London copper surged 9.3% in a single day, reaching a historic high, driven by speculation and expectations of easing, marking the largest increase in sixteen years

Wallstreetcn
2026.01.29 15:53
portai
I'm PortAI, I can summarize articles.

The London Metal Exchange (LME) copper futures price on Thursday recorded its largest single-day increase in over sixteen years, soaring 9.3% to a historic high of $14,301.50 per ton. This sharp rise is primarily driven by speculative funds and supported by a weaker dollar and expectations of interest rate cuts by the Federal Reserve

The London Metal Exchange (LME) copper prices soared to record highs on Thursday, marking the largest single-day increase in over sixteen years. The main contract closed up 9.3%, at $14,301.50 per ton, briefly surpassing the $14,400 mark during the session, setting a new historical high.

This sharp rise mainly occurred during the Asian trading session, with copper prices surging over 5% in less than an hour starting at 2:30 AM London time. The head of non-ferrous metal research at Jianfa Co. analyzed that this round of increase is "entirely driven by speculative funds," and considering the characteristics of the time period, "it is likely all speculative behavior."

_Material_.
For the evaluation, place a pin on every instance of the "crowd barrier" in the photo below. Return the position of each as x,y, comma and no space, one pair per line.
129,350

* * *

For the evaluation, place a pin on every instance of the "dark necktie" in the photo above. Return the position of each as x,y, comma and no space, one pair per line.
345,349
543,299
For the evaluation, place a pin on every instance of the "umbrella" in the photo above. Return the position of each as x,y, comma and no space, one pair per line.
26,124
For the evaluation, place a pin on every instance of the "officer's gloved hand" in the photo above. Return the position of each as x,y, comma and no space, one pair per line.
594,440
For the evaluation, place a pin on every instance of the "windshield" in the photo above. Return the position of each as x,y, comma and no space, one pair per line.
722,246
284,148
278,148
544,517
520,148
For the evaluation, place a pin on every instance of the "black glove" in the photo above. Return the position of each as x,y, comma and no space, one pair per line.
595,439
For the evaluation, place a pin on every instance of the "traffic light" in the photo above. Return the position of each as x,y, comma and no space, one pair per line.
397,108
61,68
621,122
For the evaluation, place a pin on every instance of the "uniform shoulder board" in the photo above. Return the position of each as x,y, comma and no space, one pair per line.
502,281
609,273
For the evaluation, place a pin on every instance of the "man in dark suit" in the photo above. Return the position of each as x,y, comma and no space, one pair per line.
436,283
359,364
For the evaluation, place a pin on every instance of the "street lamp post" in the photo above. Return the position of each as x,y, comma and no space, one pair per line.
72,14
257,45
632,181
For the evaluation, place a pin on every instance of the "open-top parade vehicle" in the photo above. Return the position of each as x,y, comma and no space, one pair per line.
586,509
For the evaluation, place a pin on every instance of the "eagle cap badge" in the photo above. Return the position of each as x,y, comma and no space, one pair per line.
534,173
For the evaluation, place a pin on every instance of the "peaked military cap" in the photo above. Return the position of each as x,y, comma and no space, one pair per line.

--

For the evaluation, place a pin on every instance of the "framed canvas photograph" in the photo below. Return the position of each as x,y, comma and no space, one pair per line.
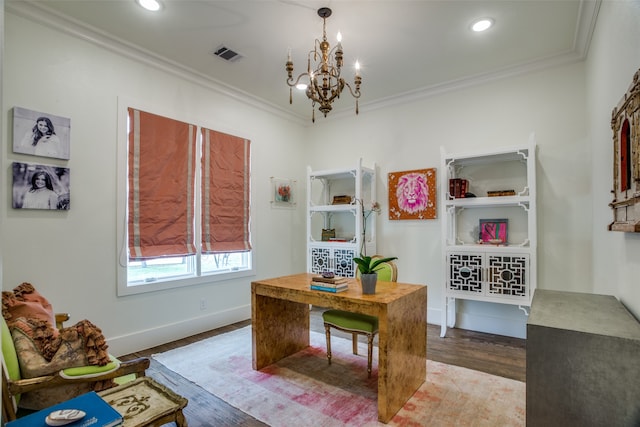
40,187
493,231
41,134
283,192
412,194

_Direction A_.
List every factor the copper article names as driving or supporting the rise in LME copper prices.
_Direction B_.
In the copper article, why did the head of non-ferrous metal research at Jianfa Co. judge the increase to be speculative? Answer in one to three sentences.
_Direction C_.
At what price did the LME main copper contract close, according to the copper article?

_Answer A_.
- Speculative funds
- A weaker dollar
- Expectations of interest rate cuts by the Federal Reserve

_Answer B_.
Most of the rise came during the Asian trading session, with copper climbing over 5% in under an hour from 2:30 AM London time. Given the characteristics of that time period, the analyst concluded the move was "entirely driven by speculative funds" and "likely all speculative behavior."

_Answer C_.
$14,301.50 per ton.